§ **Exercise objective**
Extract the listing in its entirety, keeping each line identical to the original.

§ **Given information**

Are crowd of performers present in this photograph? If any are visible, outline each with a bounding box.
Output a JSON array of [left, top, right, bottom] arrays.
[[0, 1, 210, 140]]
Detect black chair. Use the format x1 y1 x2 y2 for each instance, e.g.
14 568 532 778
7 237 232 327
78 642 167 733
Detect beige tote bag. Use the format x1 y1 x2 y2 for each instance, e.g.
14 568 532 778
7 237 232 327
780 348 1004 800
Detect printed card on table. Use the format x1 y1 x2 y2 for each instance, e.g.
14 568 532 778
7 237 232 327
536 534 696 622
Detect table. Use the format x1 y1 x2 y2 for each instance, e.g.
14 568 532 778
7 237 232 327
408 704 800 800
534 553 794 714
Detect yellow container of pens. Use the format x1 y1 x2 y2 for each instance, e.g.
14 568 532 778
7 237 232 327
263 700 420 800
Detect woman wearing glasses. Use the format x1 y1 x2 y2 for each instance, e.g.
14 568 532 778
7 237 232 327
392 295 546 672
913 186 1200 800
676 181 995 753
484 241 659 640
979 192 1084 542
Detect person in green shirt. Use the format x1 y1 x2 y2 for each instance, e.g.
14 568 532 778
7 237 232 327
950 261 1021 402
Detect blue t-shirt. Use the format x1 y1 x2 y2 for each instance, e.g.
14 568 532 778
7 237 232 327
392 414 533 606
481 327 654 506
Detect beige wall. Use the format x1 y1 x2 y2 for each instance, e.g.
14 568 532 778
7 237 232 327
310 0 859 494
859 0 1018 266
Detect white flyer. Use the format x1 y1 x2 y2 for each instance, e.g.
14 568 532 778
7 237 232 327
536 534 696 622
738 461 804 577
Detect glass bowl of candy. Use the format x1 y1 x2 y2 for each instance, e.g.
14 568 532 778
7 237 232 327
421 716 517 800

§ **Task answer**
Are crowd of performers present in this photograph? If any are visible, outline each with a bounding box.
Output a JSON array of [left, top, right, bottom] arrays.
[[0, 1, 210, 140]]
Detect black chair. Use the format x1 y1 x2 y2 for each instance, e.g.
14 568 532 778
7 237 232 327
78 642 167 733
Detect beige tote bag. Use the format x1 y1 x2 y2 for each instance, e.g.
14 568 532 778
7 237 232 327
780 348 1004 800
Detect printed card on table. Use the format x1 y1 x2 y2 for each instance, e.g.
14 568 532 778
7 237 232 327
536 534 696 622
Detect table. Use the format x1 y1 x2 y2 for each instance, e.g.
14 568 532 778
7 237 232 327
408 704 800 800
534 553 794 714
Detect yellow container of pens. Use the format x1 y1 x2 y2 for each instance, e.g.
14 568 532 778
7 237 232 327
263 700 420 800
Detect woman wearing glasses. Use the format x1 y1 x2 y2 for each instance, e.g.
14 568 532 778
7 237 232 327
392 295 546 672
913 186 1200 800
676 181 995 753
484 241 659 640
979 192 1084 542
Detect person in green shirt. Use the format x1 y1 x2 y2 for each instance, e.g.
14 568 532 778
7 237 232 327
950 261 1021 402
Detect blue t-shirt. Use the format x1 y1 x2 y2 for each instance, e.g.
14 568 532 778
7 237 232 327
392 414 533 606
481 327 654 506
Detect beige wall. Use the format x1 y1 x2 y2 for each instance, e.g.
14 568 532 778
7 237 232 327
310 0 859 494
859 0 1018 266
Detect white flyer. Use the format x1 y1 x2 y2 for each instance, e.g.
14 568 532 778
7 237 232 327
536 534 696 622
738 461 804 577
Detect glass bowl of candy. Use the format x1 y1 x2 y2 for each instance, e.g.
14 568 532 778
7 237 232 327
421 716 517 800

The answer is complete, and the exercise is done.